[[ Source extract, beginning ]]

Hello,
We need to use IPI shortcut to send lapic timer broadcast
to avoid the latency of sending IPI one bye one on systems with many
logical processors when NO_HZ is disabled.
Without this patch,I have seen upstream kernel with RHEL 5 kernel
config boot hang .
The patch also changes physflat_send_IPI_all to IPI shortcut mode.
Please review, and apply.
**The patch is enclosed in text attachment*
**Using web client to send the patch* *
**below is for review, please apply attached patch*/
Thanks,
Luming
Signed-off-by: Yu Luming <[email protected]>
apic.c | 4 +++-
apic_flat_64.c | 7 ++++++-
2 files changed, 9 insertions(+), 2 deletions(-)

[[ Source extract, end ]]
[[ Material provided, beginning ]]

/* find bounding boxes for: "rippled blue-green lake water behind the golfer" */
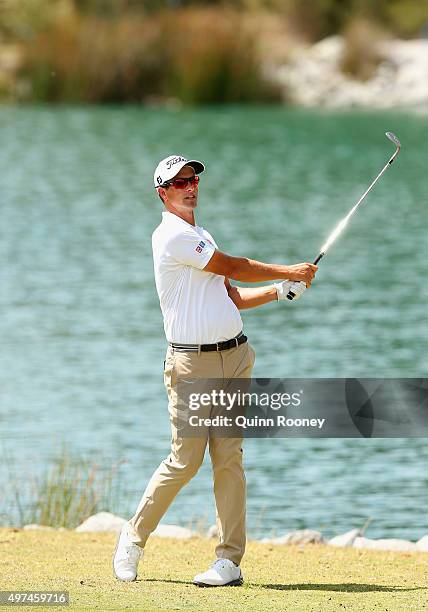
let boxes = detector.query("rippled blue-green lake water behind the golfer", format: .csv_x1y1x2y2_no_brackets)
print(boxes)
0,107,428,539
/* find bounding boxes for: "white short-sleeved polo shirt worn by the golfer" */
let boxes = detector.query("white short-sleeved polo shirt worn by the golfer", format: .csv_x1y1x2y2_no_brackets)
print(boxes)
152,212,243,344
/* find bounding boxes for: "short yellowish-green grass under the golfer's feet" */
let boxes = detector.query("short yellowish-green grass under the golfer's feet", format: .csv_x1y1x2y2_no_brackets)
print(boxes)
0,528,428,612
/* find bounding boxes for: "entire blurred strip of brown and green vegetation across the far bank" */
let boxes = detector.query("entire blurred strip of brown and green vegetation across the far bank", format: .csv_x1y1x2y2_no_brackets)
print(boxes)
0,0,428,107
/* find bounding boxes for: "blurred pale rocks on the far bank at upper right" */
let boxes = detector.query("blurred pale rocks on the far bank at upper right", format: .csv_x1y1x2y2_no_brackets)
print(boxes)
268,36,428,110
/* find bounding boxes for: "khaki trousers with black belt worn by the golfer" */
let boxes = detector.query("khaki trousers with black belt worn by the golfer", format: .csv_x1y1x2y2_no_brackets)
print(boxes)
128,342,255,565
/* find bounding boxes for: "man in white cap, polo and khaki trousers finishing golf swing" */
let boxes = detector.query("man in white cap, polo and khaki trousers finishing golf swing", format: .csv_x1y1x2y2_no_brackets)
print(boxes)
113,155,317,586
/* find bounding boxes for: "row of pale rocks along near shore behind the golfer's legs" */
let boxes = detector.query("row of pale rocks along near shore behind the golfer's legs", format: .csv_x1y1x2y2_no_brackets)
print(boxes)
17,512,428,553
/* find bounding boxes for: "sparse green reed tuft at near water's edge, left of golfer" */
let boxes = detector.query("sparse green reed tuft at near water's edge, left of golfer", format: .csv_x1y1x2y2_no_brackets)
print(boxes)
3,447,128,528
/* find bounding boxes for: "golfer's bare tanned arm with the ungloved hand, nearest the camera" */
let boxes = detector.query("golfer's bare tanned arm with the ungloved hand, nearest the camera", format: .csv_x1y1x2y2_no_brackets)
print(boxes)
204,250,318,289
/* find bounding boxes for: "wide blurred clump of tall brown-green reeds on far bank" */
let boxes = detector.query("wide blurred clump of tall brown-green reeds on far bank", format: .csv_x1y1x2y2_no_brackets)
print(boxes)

[[ Material provided, end ]]
[[ Material provided, beginning ]]

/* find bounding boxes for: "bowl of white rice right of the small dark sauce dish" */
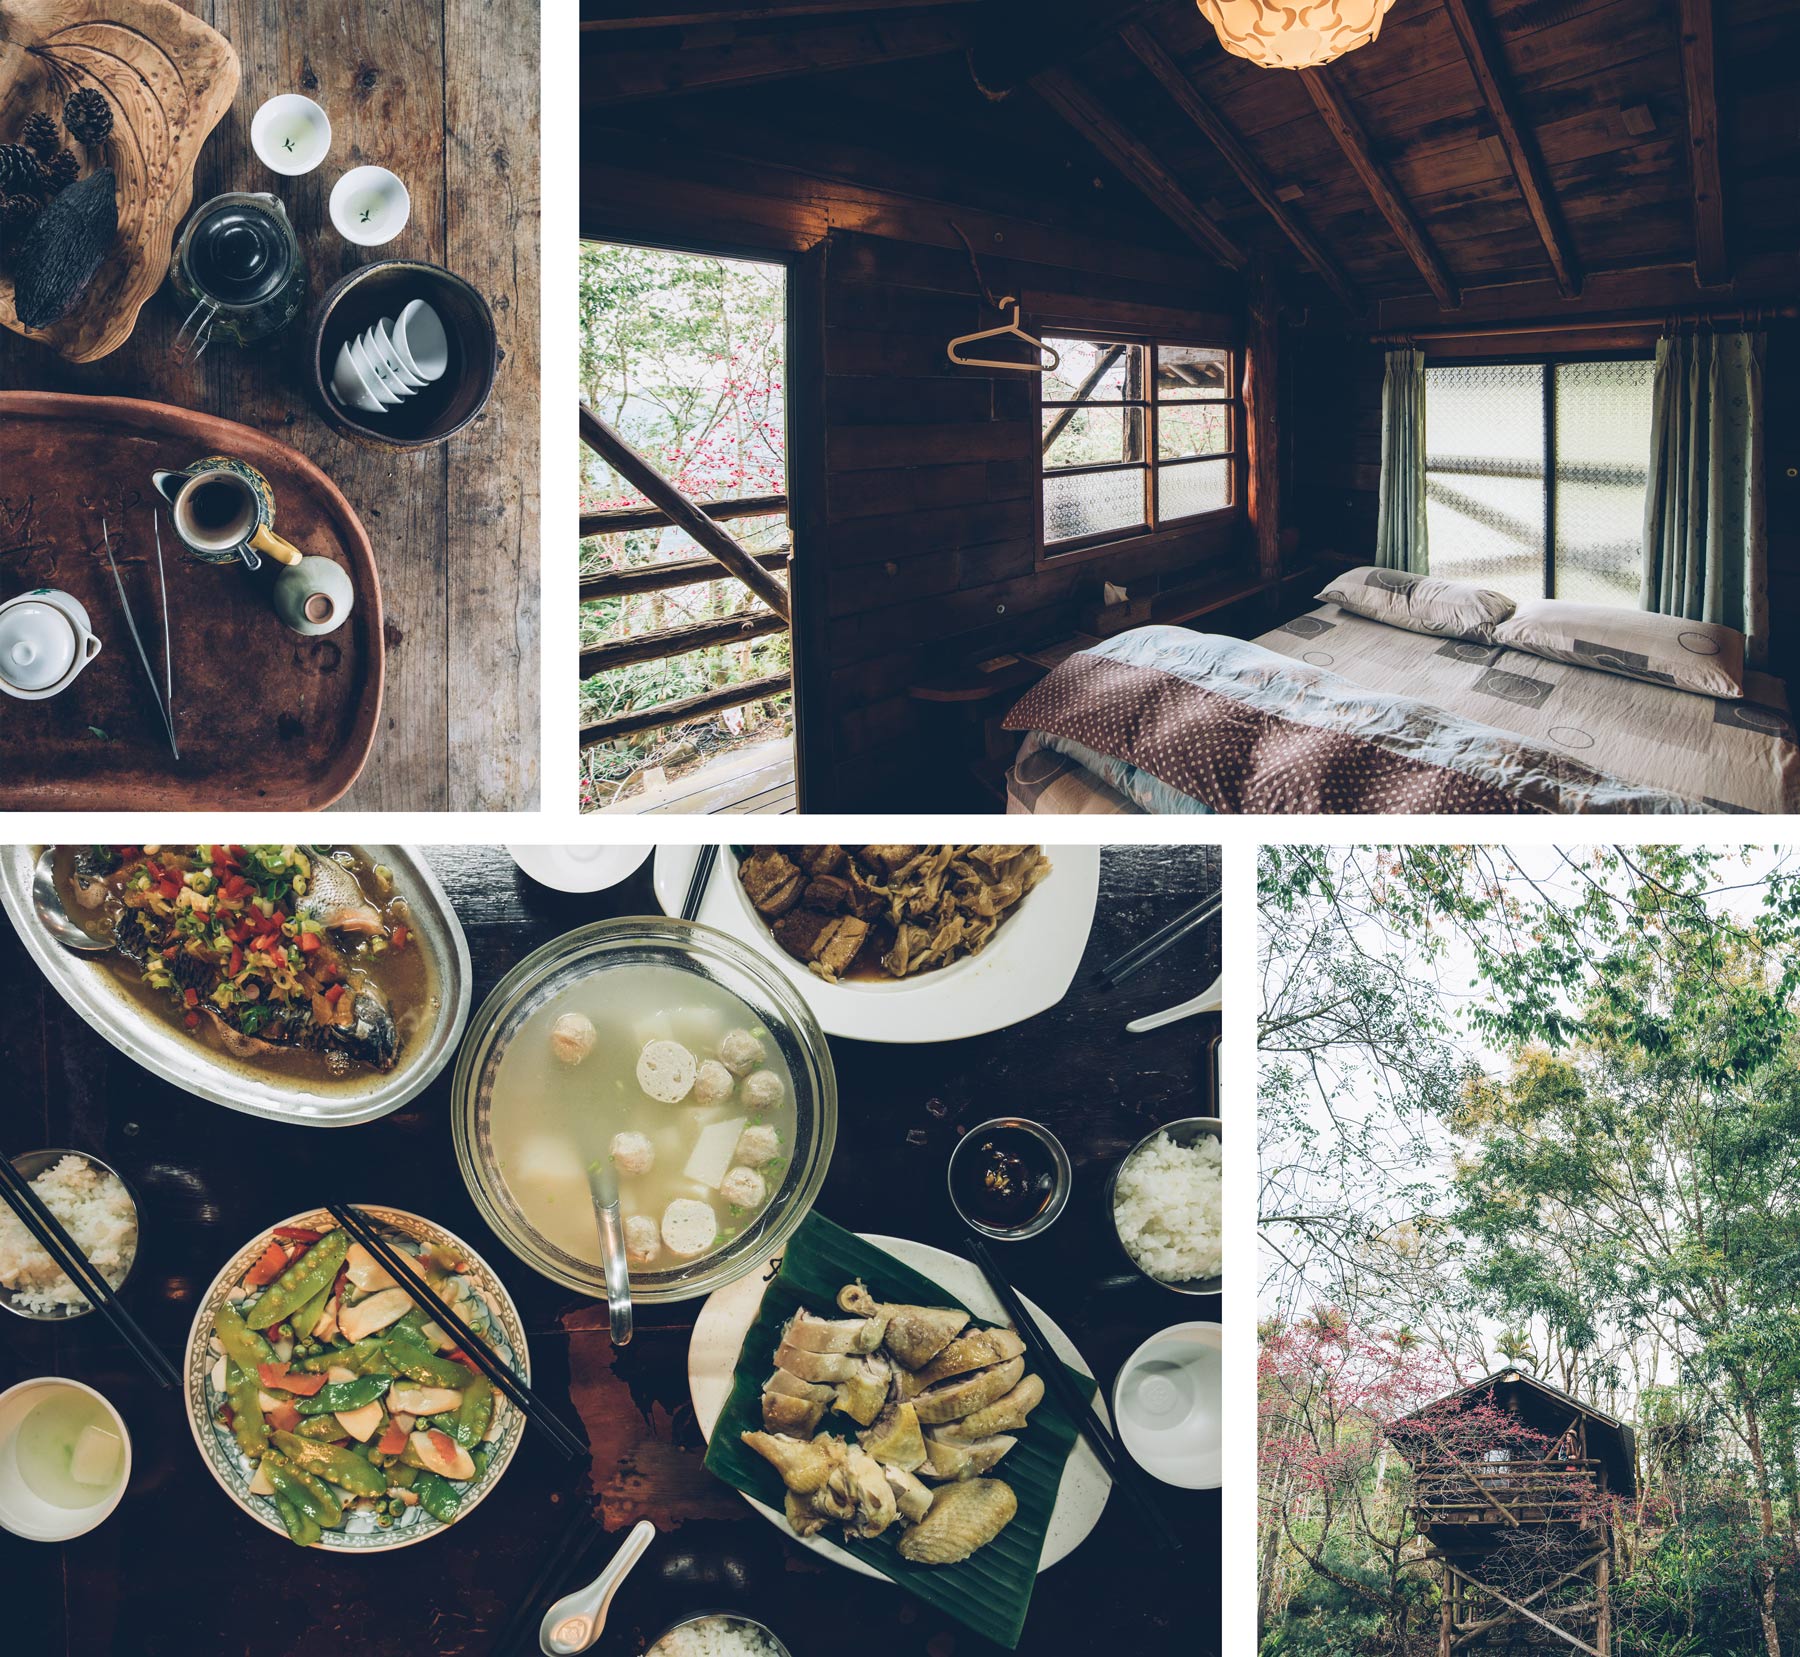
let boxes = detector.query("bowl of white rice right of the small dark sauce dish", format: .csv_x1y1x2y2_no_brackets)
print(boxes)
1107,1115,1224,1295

[[ Material provided, end ]]
[[ Material provided, beginning ]]

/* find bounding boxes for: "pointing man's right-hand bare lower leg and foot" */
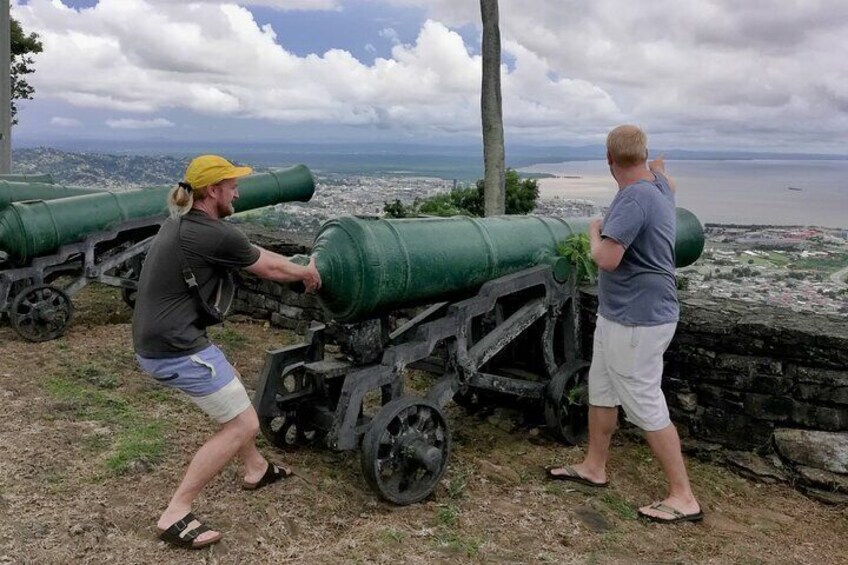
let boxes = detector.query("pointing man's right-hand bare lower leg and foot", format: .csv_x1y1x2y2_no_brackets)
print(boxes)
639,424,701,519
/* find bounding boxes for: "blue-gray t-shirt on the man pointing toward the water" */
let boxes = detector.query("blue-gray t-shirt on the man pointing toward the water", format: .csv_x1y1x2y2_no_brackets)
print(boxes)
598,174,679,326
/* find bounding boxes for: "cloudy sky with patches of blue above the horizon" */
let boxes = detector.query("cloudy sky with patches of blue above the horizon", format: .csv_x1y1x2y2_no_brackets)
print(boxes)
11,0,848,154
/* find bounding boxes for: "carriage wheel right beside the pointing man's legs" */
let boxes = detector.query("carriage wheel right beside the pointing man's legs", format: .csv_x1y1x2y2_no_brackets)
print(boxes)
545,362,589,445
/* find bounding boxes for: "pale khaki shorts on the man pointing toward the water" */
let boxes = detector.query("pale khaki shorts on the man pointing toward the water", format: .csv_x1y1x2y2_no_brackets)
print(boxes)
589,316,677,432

[[ Material provided, end ]]

_Action item 1_
Reproduce the patch email starting with "The patch also" and going on through "insertions(+), 2 deletions(-)".
_Action item 2_
According to the patch email, why should the lapic timer broadcast be sent with the IPI shortcut? Answer in one to three sentences.
_Action item 3_
Extend the patch email onward from its last line.
The lines are separate material with no connection to the patch email.

_Expected answer 1_
The patch also changes physflat_send_IPI_all to IPI shortcut mode.
Please review, and apply.
**The patch is enclosed in text attachment*
**Using web client to send the patch* *
**below is for review, please apply attached patch*/
Thanks,
Luming
Signed-off-by: Yu Luming <[email protected]>
apic.c | 4 +++-
apic_flat_64.c | 7 ++++++-
2 files changed, 9 insertions(+), 2 deletions(-)

_Expected answer 2_
Using the IPI shortcut avoids the latency of sending IPIs one at a time on systems with many logical processors when NO_HZ is disabled. Without the patch, the author saw an upstream kernel built with a RHEL 5 kernel config hang at boot.

_Expected answer 3_
--- linux-2.6.30-rc6/arch/x86/kernel/apic/apic.c.0 2009-06-28
20:22:55.000000000 -0600
+++ linux-2.6.30-rc6/arch/x86/kernel/apic/apic.c 2009-06-29
00:21:44.000000000 -0600
@@ -419,7 +419,9 @@
static void lapic_timer_broadcast(const struct cpumask *mask)
{
#ifdef CONFIG_SMP
- apic->send_IPI_mask(mask, LOCAL_TIMER_VECTOR);
+ if (cpus_empty(*mask))
+ return;
+ apic->send_IPI_all(LOCAL_TIMER_VECTOR);
#endif
}
--- linux-2.6.30-rc6/arch/x86/kernel/apic/apic_flat_64.c.0 2009-06-29
00:13:26.000000000 -0600
+++ linux-2.6.30-rc6/arch/x86/kernel/apic/apic_flat_64.c 2009-06-29
00:11:23.000000000 -0600
@@ -274,7 +274,12 @@
static void physflat_send_IPI_all(int vector)
{
- physflat_send_IPI_mask(cpu_online_mask, vector);
+ if (vector == NMI_VECTOR) {
+ physflat_send_IPI_mask(cpu_online_mask, vector);
+ } else {
+ __default_send_IPI_shortcut(APIC_DEST_ALLINC,
+ vector, apic->dest_logical);
+ }
}
static unsigned int physflat_cpu_mask_to_apicid(const struct cpumask *cpumask)
* Luming Yu <[email protected]> wrote:
> Hello,
>
> We need to use IPI shortcut to send lapic timer broadcast
> to avoid the latency of sending IPI one bye one on systems with many
> logical processors when NO_HZ is disabled.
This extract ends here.